**Page extract**
===============
Back in the old LP days, side 1 was as nearly flawless as 5 tracks could be. Beginning with the engaging instrumental title cut, it shows virtually every facet of the Project, and is notable for several stunning tracks, in particularly the back to back impact of "Some Other Time", with a reflective beginning, slow and fitful buildup to its masterful climax, and "Breakdown", where Alan Clarke simply gives himself over to forces beyond his control, played by the ominous choir. On the surface, these are just 2 well crafted pop songs, but beneath lie layers of sensitivity and complexity.

On Side 2 the inspiration flags somewhat, although "The Voice" is the quintessential vocoder song, in which singer and instrument meld in a way that would have left Peter Frampton writhing on the floor. It's atmospheric and haunting, with a beat to boot. "Day After Day" is a decent Floydian styled ballad. Elsewhere, the instrumentals come off mostly as halfhearted spacey forays, the best of these being the closer. Nothing as seminal as "Fall of the House of Usher" here.
===============
**Exercise description**
Quote the album review word for word from "Back in the" to "sensitivity and complexity.". The listing plays no part in this work.

**Point placement records**
===============
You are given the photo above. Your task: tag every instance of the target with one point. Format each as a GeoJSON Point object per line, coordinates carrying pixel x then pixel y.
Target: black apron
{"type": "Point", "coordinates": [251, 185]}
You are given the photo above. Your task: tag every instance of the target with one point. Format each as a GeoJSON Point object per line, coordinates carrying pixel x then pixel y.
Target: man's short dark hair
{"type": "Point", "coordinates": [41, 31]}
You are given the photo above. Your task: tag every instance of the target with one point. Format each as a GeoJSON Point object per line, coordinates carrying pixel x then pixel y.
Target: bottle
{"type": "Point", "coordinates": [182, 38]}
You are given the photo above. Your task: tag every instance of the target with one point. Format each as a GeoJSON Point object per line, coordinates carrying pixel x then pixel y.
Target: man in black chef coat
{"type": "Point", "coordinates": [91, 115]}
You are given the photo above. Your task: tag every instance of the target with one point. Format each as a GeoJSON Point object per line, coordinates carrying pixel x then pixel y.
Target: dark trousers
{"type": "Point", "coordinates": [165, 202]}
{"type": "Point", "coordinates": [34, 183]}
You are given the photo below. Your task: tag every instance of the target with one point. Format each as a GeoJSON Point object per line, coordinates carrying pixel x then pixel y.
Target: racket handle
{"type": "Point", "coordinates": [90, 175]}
===============
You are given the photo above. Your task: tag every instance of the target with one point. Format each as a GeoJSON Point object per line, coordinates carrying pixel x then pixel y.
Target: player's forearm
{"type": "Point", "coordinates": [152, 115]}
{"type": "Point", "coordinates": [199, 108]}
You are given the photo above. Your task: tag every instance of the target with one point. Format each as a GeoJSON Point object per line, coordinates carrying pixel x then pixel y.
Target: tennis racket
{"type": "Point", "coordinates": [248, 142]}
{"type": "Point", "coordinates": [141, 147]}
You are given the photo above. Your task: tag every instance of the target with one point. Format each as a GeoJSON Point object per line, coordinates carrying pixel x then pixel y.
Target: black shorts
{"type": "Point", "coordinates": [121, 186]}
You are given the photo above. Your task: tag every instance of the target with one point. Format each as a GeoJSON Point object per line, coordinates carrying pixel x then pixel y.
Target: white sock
===============
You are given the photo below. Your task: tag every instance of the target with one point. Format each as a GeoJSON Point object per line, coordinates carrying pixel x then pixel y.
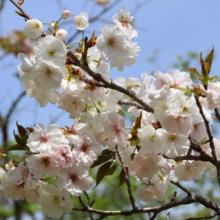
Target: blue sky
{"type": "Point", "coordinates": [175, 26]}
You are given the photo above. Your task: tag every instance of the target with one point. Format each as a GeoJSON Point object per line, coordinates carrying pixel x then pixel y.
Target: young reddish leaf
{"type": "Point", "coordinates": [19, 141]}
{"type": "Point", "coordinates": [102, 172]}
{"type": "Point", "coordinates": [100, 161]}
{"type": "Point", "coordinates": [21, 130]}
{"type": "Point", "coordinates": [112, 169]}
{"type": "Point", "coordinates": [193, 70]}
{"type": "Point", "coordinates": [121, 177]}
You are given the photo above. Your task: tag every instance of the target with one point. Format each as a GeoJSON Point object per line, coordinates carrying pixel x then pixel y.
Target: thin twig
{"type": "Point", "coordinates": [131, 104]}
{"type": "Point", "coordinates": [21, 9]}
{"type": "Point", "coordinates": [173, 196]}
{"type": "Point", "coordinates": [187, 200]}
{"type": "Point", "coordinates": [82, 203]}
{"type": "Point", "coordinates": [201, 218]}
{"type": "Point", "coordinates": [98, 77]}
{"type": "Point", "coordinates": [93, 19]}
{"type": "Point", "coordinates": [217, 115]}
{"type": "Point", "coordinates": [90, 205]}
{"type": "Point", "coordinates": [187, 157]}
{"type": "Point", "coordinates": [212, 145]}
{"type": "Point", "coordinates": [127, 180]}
===============
**In response**
Back in the old LP days, side 1 was as nearly flawless as 5 tracks could be. Beginning with the engaging instrumental title cut, it shows virtually every facet of the Project, and is notable for several stunning tracks, in particularly the back to back impact of "Some Other Time", with a reflective beginning, slow and fitful buildup to its masterful climax, and "Breakdown", where Alan Clarke simply gives himself over to forces beyond his control, played by the ominous choir. On the surface, these are just 2 well crafted pop songs, but beneath lie layers of sensitivity and complexity.